▸ **WHAT IS BEING ASKED**
Within the material below, filter for lines that hold the word "window".

[DATA IN THIS EXERCISE Boundary: Start]

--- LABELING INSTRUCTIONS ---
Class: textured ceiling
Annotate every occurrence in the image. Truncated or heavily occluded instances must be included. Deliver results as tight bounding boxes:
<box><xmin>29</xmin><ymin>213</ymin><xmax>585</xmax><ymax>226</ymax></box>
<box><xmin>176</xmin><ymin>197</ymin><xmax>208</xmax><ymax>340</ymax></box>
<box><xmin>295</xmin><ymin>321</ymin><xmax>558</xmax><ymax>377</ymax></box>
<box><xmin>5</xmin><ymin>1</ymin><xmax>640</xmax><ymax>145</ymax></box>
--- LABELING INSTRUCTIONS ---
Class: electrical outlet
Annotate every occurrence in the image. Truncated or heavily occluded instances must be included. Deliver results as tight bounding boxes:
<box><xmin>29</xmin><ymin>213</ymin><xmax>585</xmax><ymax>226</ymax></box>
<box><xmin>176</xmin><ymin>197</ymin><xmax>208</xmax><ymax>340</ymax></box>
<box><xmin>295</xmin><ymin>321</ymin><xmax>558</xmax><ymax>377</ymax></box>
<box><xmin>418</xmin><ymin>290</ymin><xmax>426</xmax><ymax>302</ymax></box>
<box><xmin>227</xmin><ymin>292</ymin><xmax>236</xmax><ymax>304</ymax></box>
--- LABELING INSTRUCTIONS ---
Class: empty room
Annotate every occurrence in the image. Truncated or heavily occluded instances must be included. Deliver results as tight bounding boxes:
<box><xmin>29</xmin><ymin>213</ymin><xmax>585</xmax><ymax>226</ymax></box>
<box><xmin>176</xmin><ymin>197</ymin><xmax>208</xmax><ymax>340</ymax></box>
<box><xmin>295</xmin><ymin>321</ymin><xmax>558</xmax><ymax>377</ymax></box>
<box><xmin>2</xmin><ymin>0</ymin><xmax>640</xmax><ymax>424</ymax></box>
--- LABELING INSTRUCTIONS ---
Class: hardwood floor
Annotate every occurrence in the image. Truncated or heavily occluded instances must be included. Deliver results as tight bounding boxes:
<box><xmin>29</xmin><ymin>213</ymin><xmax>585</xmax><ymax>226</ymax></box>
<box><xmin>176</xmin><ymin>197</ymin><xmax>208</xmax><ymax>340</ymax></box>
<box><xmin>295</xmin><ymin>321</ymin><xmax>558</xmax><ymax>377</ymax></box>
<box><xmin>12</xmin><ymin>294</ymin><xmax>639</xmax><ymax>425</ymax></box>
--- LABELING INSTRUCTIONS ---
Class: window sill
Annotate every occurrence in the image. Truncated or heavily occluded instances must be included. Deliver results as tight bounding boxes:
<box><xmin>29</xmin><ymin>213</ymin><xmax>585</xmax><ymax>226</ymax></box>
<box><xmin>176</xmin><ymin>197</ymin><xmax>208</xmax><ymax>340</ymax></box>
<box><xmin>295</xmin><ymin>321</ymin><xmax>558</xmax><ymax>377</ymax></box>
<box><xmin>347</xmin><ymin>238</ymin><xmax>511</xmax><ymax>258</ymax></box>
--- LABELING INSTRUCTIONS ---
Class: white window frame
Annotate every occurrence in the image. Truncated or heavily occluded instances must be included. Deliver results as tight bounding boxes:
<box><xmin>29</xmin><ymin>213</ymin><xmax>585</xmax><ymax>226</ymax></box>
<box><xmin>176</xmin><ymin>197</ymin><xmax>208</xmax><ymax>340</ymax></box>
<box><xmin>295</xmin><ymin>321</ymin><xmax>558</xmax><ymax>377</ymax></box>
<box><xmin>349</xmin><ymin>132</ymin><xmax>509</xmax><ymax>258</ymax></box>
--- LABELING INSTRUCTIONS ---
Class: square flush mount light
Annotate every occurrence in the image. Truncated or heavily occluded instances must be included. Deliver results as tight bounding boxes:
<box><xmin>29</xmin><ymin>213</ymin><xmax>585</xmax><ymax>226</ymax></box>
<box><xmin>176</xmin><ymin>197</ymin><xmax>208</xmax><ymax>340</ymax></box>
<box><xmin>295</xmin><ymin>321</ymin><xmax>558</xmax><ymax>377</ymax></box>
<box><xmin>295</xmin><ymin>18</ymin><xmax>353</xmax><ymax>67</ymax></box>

[DATA IN THIS EXERCISE Boundary: End]

▸ **PROBLEM SOLUTION**
Class: window sill
Class: white window frame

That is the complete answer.